### [VOTRE TÂCHE]
Écrivez, s'il vous plaît, la suite de l'entretien avec Marwan Kaabour sur son « Queer Arab Glossary », à partir de sa dernière phrase.

### [EXTRAIT DE LA PAGE]
▼▼▼

Dans son « Queer Arab Glossary », le Libanais Marwan Kaabour réalise un dictionnaire queer avec les argots de la région

« The Queer Arab Glossary » rassemble avec brio l’ensemble des argots LGBTQ+ arabes, puisant autant dans des mots du passé que du présent et composant ainsi le langage queer de la région arabe. En ce mois des fiertés, l’artiste visuel et graphiste Marwan Kaabour nous en parle à partir de Londres où il est installé depuis 2011.

Dans son « Queer Arab Glossary », le Libanais Marwan Kaabour réalise un dictionnaire queer avec les argots de la région

Marwan Kaabour, auteur de « The Queer Arab Glossary ». Photo Spyros Rentt (2024)

Vous êtes un graphiste et un artiste visuel, mais aussi un activiste queer. Ayant grandi à Beyrouth, quel a été votre premier contact avec la communauté LGBTQ+ dans un pays où les droits de celle-ci sont, au mieux, bafoués ?

Mes cousins, qui avaient une dizaine d’années de plus que moi, commençaient à sortir à Beyrouth au début des années 2000 et me parlaient souvent du danseur de ventre Misbah. Il n’y avait pas de smartphones à l’époque, mais rien que l’idée d’un danseur de ventre masculin qui animait les soirées me fascinait. D’autant plus que c’était la première fois que j’entendais parler d’un aspect queer de ma ville, sans vraiment avoir les mots pour le décrire ou même le comprendre. D’un point de vue plus personnel, et j’en parle dans l’introduction de mon livre, j’étais un garçon plutôt doux en grandissant et on avait l’habitude de m’appeler « Foufou » dans la rue. C’est à ce moment que j’ai dû interroger la portée de ce mot, et ce que cela signifiait en relation à mon identité et mon comportement. Et c’est précisément cela qui m’a conduit à comprendre que j’étais une personne queer même si, comme je le disais plus tôt, je ne possédais pas le vocabulaire pour le formuler.


Une fois cette prise de conscience faite, comment c’était de grandir en tant que queer et homosexuel à Beyrouth ?

C’est toujours compliqué quand on est libanais, et je n’invente rien en disant cela. Pourtant, j’étais privilégié d’avoir deux parents artistes, et surtout des parents progressistes. La chose la plus fabuleuse, c’est qu’ils ne m’ont jamais culpabilisé pour mes différences, pour le fait d’être différent des autres garçons de mon âge, ce qui était une évidence dès ma très petite enfance. J’étais d’ailleurs à l’antipode de mon frère, même si nous avions été élevés de la même manière et dans le même environnement. Sur mon versant paternel, la famille est plutôt conservatrice et, du côté maternel, la famille est plus matriarcale et ouverte, et j’ai donc naturellement gravité autour de ce côté. Même si je n’ai jamais réellement eu de problème avec la famille de mon père, j’avais très vite compris qu’il me fallait en leur présence presque atténuer cet “aspect queer” de ma personne si on peut l’appeler ainsi. L’aspect le plus paradoxal, c’est que les garçons hétérosexuels me connaissant depuis l’enfance et ayant grandi avec moi me protégeaient lorsque d’autres garçons, d’autres classes, proféraient des commentaires désobligeants à mon égard. Mais tout cela, c’était avant que je ne comprenne réellement mon identité queer. Ce n’est donc qu’à l’âge de 16 ans que j’allais en ligne, que je parlais à des garçons, sans vraiment réussir à passer à l’acte ou les rencontrer. Il me fallait tracer les contours de tout ce monde-là qui m’était inconnu avant de faire mon grand saut, à l’âge de 18 ans. Avant cela, je pensais juste que c’était une phase et que ça passerait.

▲▲▲

### [EXTRAIT DES DONNÉES]
▼▼▼

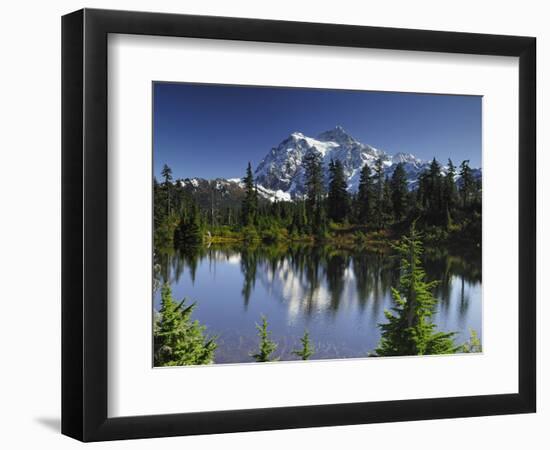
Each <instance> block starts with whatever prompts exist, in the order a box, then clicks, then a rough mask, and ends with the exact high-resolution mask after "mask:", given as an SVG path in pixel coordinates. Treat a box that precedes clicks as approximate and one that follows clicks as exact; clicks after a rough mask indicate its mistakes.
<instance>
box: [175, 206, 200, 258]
mask: <svg viewBox="0 0 550 450" xmlns="http://www.w3.org/2000/svg"><path fill="white" fill-rule="evenodd" d="M202 240H203V233H202V229H201V220H200V211H199V207H198V206H197V204H196V203H193V204H192V206H191V208H190V211H189V212H188V213H187V214H186V215H184V216H183V217H182V218H181V219H180V223H179V225H178V227H177V228H176V230H175V231H174V245H175V247H176V248H180V249H182V248H186V247H194V246H197V245H200V244H201V243H202Z"/></svg>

▲▲▲

### [RÉSULTAT]
Avant le projet de « The Queer Arab Glossary », quels ont été les premiers termes de l’argot queer auxquels vous aviez été confrontés ?

Exactement, la construction personnelle de mon identité est forcément passée par ces mots-là qui, quoi qu’étant souvent formulés avec une connotation homophobe, ont contribué à comprendre comment le langage queer est plus globalement manié dans notre région. Il y a d’abord eu le mot « foufou » que je mentionnais plus tôt, et qui existe aussi dans des déclinaisons différentes en Palestine et en Jordanie par exemple et qui veut dire « sissy » ou « efféminé » Sans savoir ce que cela voulait dire à l’époque, je prenais en compte assez rapidement que cela était en rapport avec ma façon de parler, de marcher, de bouger. Puis il y a eu des mots plus évidents, tel « moukhannat » qui veut dire aussi efféminé, et qui est un très vieux mot arabe. Mais le plus intéressant pour moi reste le mot turc « Tobçi » qui, littéralement, veut dire « pédé ». Il n’était plus question de ma manière de me comporter mais plutôt de mon identité. Je suis fasciné par ce mot parce que linguistiquement en arabe, il n’a pas réellement de sens. C’est un mot hérité des Ottomans, comme le prouve le suffixe « çi » prononcé « ji » et puis j’ai découvert que « tob » est un vieux argot turc qui veut dire homosexuel. Ensuite, il y a le mot « naem » (doux, en arabe) qui est la manière bourgeoise d’appeler un homosexuel, quand celui-ci appartient à cette classe sociale.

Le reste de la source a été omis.